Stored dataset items
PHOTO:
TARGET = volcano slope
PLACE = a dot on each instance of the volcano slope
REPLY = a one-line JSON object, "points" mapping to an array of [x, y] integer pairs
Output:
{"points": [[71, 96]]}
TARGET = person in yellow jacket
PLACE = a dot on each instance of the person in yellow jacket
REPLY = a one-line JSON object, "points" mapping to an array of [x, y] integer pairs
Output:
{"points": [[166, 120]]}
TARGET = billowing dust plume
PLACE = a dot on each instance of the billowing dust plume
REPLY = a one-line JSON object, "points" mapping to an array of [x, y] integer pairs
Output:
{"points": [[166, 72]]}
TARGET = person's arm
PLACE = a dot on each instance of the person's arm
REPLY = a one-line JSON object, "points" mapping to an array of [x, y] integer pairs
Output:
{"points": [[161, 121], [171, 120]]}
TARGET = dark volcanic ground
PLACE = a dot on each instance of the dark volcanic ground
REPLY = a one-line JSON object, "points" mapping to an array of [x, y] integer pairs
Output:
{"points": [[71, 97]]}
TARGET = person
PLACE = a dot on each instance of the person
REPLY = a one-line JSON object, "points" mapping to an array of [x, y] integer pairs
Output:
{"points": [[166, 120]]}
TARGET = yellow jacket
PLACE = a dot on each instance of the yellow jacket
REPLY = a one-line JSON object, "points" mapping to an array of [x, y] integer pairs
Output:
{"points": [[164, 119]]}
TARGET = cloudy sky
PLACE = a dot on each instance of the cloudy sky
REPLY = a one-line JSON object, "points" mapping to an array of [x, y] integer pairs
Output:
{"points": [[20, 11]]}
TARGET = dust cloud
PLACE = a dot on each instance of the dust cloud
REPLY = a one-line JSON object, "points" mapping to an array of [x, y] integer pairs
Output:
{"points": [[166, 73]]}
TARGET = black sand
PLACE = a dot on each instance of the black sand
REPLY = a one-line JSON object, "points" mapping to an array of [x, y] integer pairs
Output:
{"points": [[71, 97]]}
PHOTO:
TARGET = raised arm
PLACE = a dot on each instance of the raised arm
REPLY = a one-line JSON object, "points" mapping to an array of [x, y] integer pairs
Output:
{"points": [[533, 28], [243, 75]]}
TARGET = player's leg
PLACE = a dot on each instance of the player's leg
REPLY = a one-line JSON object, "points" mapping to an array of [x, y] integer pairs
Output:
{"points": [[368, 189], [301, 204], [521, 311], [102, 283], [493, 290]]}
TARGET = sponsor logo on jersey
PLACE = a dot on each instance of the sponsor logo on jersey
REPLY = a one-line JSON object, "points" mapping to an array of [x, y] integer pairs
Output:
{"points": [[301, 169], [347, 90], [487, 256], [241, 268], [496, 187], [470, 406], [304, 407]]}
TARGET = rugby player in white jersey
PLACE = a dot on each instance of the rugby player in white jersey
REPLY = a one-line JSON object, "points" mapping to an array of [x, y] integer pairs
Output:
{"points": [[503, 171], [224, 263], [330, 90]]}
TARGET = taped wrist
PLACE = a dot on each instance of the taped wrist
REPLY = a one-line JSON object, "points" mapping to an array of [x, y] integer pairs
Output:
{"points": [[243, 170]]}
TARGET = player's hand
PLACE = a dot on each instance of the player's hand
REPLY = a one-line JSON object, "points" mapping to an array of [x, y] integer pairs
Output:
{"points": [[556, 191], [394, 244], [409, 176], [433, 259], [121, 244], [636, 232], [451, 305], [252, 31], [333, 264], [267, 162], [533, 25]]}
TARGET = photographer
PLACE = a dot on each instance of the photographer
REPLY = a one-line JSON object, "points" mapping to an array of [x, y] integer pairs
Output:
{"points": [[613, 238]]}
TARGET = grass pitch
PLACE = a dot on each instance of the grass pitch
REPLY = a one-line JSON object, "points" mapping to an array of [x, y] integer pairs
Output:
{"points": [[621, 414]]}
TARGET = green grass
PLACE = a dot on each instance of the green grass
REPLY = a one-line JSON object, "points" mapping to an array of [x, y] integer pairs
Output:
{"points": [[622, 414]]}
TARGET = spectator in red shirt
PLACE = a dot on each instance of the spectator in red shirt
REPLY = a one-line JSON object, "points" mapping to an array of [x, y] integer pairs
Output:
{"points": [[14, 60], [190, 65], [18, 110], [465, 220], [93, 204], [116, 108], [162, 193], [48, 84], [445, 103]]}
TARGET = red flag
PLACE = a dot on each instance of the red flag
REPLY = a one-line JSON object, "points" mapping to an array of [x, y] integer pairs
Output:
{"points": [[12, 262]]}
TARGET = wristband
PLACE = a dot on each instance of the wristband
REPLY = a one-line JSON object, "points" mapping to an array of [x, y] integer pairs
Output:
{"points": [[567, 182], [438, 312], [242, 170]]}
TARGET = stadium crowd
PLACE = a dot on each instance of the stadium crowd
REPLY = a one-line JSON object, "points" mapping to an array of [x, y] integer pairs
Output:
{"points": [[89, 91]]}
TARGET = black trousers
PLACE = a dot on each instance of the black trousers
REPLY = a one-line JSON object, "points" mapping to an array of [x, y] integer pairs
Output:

**Directions for this task:** Search the data above for the string "grass" and return every line that has it.

**Result of this exercise:**
TARGET = grass pitch
PLACE = a dot on each instance of the grass pitch
TARGET = green grass
PLACE = a dot on each instance of the green grass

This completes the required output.